» Required actions:
a) Rewrite the post from "Chaos is defined" to "equations of motion.", replacing "random behavior" with "stochastic behavior".
b) According to the post, why does a troop of chimps have more genetic diversity than the entire human population?

Excerpted passage below:

Our son is home from college for the Thanksgiving holiday. In his backpack were his Organic Chemistry books and a library book from school. Fractals and Chaos: Simplified for the Life Sciences. This book has guidance for understanding chaos and avoiding the mistakes of using populist descriptions for systems found in nature - in his case celluar biology and organic chemistry students. (Yes a double major)
One popular misunderstanding is that chaotic systems are not deterministic. The common - but wrong - example is the double pendulum. This book describes the background for the actual fact that Chaotic Systems are Deterministic.
Chaos is defined as a complex output that mimics random behavior that is generated by a simple, deterministic system.
This is worth repeating - the chaotic system MIMICS random behavior. This is the error in seeing the double pendulum pattern as random, but not realizing this pattern is generated by a deterministic set of equations - the Lagrangian solution to the equations of motion.
Randomness is different from chaos, but it is hard to tell. Although sequences of values or behavior appear similar but underlying these numbers or behavior are two distinctly different processes. We can only tell the difference when we look at the phase space view of the numbers.
In chaotic systems- dynamical - there are only a small number of independent variables, but the output of a chaotic systems is complex. But it is not random. The sequence of values of measured data can be transformed into an object in space. The Phase Space. This object is the Phase Space Set. Some properties of these numbers is easier to analyze in this phase space.
If there is a algorithm for a chaotic system and we run that algorithm with different starting conditions we get different outcomes. This is the double pendulum. But that outcome is NOT random. It is deterministic, but different. The deterministic equations of motion for the double pendulum are simple algebra and trigonometry. The outcome is dependent on the starting conditions, but the output is NOT random, within certain constraints. There is an angle above which the result is random and chaotic.
The next book that came home is A Bee in a Cathedral. This is a book about using analogies to convey information about analogies and their connection with other topics. Unlike the poor analogy of an untended garden can be an analogy emergent system - well it is emergent, an emergent weed patch. This book uses analogies to convey understandings about things like scaling factors. Or a bowling ball on a rubber sheet as an analogy for general relativity and gravity. Or unshuffling a deck of cards can not be done no how many times you try - entropy in action. Or an eye opener, a troop of Chimps has more genetic diversity than the entire human population. This is because we are very young compared to chimps.
So What's the Point?
When you read something about complexity, about analogies, about a process or a method and there is not a reference to the source of the statement that has itself been sourced, be suspect. And absolutely most important, that those sources are peer reviewed in some way. This eliminates most populist approaches to solution to complex problems.
Both books are worth reading if only to show how organized thought processes are based on more organized thought processes, whose underlying concepts - even if they are written in a populist style - can be directly traced to the underlying equations. The double pendulum to the Lagrania of the equations of motion in a gravitational field.

End of Excerpted passage.
The data below:

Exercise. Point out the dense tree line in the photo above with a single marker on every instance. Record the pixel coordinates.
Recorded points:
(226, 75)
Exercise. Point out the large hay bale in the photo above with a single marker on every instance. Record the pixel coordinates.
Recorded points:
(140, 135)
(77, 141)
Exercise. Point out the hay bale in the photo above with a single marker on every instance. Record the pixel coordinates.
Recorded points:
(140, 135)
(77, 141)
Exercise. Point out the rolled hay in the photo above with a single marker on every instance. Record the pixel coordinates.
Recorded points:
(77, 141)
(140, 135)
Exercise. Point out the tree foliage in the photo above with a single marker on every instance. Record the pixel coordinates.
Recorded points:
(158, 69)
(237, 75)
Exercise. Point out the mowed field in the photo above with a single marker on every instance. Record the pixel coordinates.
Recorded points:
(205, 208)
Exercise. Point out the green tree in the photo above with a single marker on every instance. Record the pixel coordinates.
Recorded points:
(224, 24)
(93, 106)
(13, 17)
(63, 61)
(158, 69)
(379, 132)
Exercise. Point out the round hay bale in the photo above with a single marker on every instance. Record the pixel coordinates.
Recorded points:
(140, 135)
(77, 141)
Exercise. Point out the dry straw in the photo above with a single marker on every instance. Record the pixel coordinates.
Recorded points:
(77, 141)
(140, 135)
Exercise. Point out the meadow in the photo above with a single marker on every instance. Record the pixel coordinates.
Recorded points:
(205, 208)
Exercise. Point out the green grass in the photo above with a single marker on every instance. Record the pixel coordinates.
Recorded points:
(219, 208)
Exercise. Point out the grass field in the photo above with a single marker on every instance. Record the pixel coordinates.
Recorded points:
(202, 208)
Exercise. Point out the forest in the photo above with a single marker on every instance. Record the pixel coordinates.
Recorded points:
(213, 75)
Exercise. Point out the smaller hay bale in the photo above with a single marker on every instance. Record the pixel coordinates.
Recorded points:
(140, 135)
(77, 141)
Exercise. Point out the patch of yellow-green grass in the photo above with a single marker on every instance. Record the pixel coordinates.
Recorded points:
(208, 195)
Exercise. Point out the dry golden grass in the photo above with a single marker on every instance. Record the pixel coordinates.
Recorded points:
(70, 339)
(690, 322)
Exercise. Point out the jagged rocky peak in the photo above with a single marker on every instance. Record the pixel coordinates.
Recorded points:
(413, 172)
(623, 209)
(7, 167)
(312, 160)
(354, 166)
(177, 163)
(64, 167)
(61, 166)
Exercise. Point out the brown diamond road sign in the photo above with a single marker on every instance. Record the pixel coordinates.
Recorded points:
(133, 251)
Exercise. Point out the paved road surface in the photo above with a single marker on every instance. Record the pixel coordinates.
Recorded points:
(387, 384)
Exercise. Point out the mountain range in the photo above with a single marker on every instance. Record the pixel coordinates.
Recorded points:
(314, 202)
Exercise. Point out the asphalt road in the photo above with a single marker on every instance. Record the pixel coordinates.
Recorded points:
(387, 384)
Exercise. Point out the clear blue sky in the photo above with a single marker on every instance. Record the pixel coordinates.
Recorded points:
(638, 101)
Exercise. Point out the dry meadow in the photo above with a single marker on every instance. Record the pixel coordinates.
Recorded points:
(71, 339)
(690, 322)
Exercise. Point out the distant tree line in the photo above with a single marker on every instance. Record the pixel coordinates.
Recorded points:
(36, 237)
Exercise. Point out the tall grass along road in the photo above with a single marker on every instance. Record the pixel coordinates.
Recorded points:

End of The data.

» Your written answers:
a)
Chaos is defined as a complex output that mimics stochastic behavior that is generated by a simple, deterministic system.
This is worth repeating - the chaotic system MIMICS stochastic behavior. This is the error in seeing the double pendulum pattern as random, but not realizing this pattern is generated by a deterministic set of equations - the Lagrangian solution to the equations of motion.

b) Because humans are very young compared to chimps.